**EXERCISE GOAL**
Reproduce the first line of the entries that follow and each later line, word for word, ending with the one containing "Target: woman's hand on piano".

--- MATERIAL FOR THE TASK ---

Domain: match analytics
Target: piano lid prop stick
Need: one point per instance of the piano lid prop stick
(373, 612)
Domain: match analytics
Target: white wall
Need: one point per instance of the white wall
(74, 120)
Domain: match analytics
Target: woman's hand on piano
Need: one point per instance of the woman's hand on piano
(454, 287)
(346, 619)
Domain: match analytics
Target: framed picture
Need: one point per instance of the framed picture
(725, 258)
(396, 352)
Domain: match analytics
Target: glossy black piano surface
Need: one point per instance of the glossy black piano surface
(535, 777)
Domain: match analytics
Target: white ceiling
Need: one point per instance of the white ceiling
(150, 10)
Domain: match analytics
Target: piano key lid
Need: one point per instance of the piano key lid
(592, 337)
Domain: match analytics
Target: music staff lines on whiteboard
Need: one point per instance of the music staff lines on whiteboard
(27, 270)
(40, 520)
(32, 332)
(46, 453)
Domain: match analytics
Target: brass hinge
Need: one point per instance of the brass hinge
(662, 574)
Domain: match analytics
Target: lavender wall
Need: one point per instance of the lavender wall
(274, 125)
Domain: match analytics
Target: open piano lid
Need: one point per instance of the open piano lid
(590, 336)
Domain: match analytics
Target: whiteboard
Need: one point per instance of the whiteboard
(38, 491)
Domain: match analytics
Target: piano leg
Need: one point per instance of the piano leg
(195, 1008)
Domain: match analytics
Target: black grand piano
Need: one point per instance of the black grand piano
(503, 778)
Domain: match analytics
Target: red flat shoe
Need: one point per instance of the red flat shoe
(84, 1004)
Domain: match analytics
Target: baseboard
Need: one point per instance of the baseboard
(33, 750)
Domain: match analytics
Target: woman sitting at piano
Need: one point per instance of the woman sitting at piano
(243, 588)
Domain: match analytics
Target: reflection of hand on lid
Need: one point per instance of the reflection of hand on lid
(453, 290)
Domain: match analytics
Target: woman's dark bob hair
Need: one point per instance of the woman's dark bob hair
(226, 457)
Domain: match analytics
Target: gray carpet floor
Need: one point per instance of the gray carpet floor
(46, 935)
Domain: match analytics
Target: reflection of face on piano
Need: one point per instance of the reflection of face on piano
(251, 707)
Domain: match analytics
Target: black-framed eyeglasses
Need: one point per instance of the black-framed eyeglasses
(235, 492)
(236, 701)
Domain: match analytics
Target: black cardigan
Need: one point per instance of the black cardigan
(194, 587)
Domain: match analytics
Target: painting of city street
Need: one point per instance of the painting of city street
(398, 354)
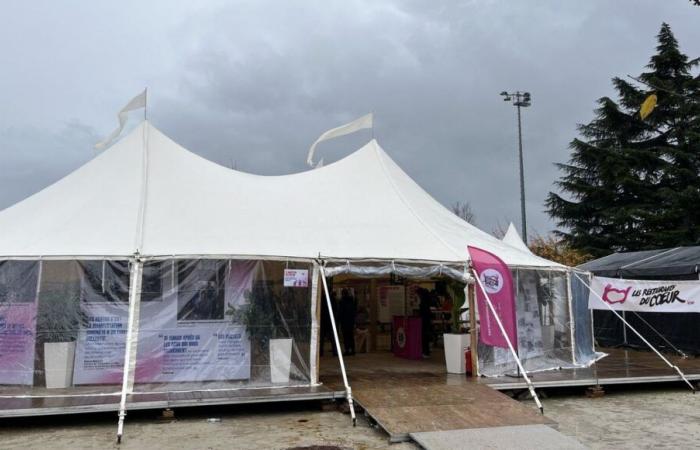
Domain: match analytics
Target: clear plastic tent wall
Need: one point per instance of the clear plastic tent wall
(554, 330)
(59, 327)
(202, 324)
(223, 324)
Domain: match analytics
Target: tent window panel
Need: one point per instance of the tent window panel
(155, 275)
(201, 290)
(104, 281)
(18, 281)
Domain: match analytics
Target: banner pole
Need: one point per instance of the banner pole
(673, 366)
(348, 390)
(530, 386)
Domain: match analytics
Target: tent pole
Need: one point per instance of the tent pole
(348, 390)
(315, 310)
(572, 320)
(510, 344)
(627, 325)
(131, 339)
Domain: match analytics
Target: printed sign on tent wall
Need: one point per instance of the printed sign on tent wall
(645, 296)
(18, 312)
(296, 278)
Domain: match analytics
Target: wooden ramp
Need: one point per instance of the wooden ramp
(404, 402)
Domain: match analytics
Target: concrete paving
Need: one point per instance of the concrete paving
(523, 437)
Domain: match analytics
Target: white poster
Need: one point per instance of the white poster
(170, 348)
(99, 350)
(644, 296)
(296, 278)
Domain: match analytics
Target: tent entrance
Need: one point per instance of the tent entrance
(405, 395)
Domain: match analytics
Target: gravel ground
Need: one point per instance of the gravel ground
(655, 417)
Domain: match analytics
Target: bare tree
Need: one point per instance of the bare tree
(464, 211)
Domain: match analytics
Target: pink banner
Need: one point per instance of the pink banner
(498, 283)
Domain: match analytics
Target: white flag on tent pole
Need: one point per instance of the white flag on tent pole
(363, 122)
(135, 103)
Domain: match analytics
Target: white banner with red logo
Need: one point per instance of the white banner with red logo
(497, 280)
(644, 296)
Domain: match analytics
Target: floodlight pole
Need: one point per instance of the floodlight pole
(520, 99)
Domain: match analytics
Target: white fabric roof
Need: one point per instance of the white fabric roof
(513, 238)
(363, 206)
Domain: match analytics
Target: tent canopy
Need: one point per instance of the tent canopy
(363, 206)
(668, 262)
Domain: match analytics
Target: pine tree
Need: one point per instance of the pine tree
(634, 184)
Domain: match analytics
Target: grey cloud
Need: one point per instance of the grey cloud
(257, 82)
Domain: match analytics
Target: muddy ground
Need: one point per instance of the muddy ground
(654, 417)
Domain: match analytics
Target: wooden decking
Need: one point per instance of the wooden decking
(405, 396)
(85, 402)
(621, 366)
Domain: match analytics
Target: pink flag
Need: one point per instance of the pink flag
(498, 283)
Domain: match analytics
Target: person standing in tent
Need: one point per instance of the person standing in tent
(347, 310)
(426, 316)
(326, 326)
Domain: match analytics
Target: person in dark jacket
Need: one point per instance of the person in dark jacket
(347, 312)
(326, 326)
(426, 314)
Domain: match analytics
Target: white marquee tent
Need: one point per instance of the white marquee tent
(151, 232)
(363, 206)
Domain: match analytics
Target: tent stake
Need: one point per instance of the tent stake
(673, 366)
(348, 390)
(530, 386)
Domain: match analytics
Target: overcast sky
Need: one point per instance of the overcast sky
(253, 83)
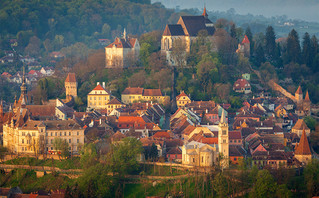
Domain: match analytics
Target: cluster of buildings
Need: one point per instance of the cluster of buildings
(199, 133)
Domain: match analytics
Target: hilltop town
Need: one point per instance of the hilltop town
(195, 104)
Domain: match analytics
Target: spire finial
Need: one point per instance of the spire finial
(124, 34)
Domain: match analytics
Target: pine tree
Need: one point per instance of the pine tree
(233, 31)
(270, 44)
(306, 50)
(249, 35)
(293, 47)
(260, 55)
(314, 53)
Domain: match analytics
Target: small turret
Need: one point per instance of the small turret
(205, 13)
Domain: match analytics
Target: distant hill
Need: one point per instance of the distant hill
(79, 21)
(295, 9)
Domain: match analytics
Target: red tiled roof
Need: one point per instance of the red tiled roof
(152, 92)
(303, 146)
(161, 134)
(99, 87)
(245, 40)
(299, 90)
(181, 95)
(130, 119)
(115, 101)
(307, 97)
(300, 125)
(241, 83)
(234, 135)
(70, 78)
(133, 90)
(118, 136)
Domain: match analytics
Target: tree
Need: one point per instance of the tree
(249, 35)
(178, 53)
(312, 177)
(220, 185)
(153, 152)
(306, 50)
(89, 156)
(293, 47)
(260, 56)
(314, 54)
(233, 31)
(123, 158)
(265, 185)
(62, 147)
(270, 44)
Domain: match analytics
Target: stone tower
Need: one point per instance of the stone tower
(223, 141)
(71, 86)
(298, 95)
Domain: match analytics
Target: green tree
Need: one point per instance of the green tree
(123, 158)
(306, 50)
(62, 147)
(89, 156)
(293, 47)
(153, 152)
(310, 122)
(311, 173)
(249, 35)
(260, 56)
(220, 185)
(265, 185)
(270, 44)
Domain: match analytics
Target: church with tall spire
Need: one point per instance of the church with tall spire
(31, 129)
(186, 30)
(123, 52)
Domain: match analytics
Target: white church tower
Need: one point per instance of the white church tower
(223, 141)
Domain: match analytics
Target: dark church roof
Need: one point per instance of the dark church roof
(193, 24)
(173, 30)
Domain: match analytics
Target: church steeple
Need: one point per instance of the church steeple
(23, 86)
(205, 13)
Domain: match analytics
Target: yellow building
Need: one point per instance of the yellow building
(182, 99)
(123, 52)
(134, 94)
(98, 98)
(71, 86)
(114, 104)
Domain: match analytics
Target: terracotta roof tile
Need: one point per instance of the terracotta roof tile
(299, 90)
(70, 78)
(245, 40)
(303, 146)
(300, 125)
(133, 90)
(152, 92)
(181, 95)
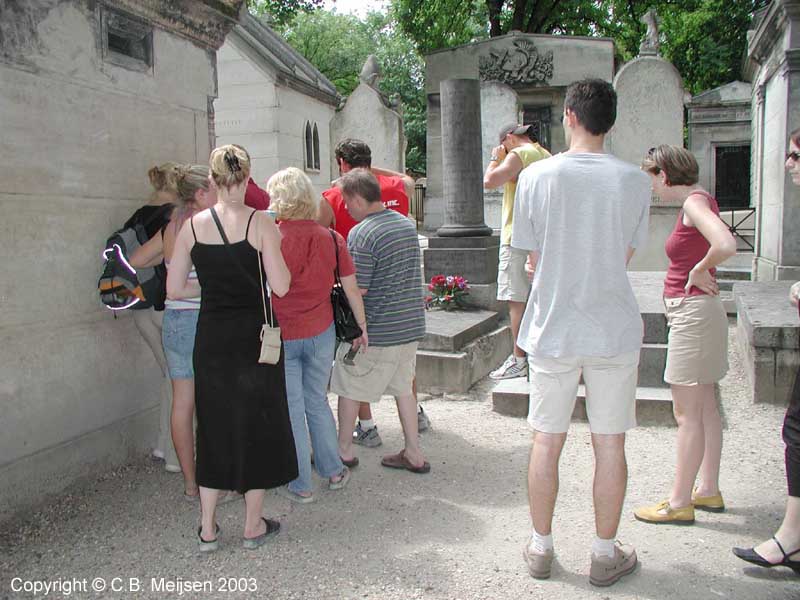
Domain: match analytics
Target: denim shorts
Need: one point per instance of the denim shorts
(177, 336)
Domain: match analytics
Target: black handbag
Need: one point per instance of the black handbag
(344, 320)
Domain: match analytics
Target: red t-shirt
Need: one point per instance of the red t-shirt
(393, 195)
(685, 247)
(307, 248)
(255, 197)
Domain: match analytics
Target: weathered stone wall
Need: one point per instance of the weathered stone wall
(774, 49)
(267, 118)
(78, 388)
(365, 117)
(563, 59)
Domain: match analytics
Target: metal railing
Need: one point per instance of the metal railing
(738, 217)
(417, 208)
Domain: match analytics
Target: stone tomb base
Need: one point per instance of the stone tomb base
(460, 348)
(768, 331)
(474, 258)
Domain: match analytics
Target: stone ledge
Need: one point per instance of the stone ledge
(767, 318)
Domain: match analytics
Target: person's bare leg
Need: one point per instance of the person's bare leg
(254, 504)
(364, 411)
(208, 509)
(515, 312)
(788, 534)
(348, 409)
(543, 479)
(407, 410)
(687, 405)
(610, 481)
(708, 484)
(182, 425)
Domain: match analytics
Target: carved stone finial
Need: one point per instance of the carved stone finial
(371, 72)
(649, 45)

---

**EXERCISE OUTPUT**
Domain: match analytics
Target: piano lid prop stick
Need: one point per instance of the piano lid prop stick
(373, 612)
Domain: match analytics
Target: white wall
Need: one point per instance of the white wall
(74, 120)
Domain: match analytics
Target: woman's hand on piano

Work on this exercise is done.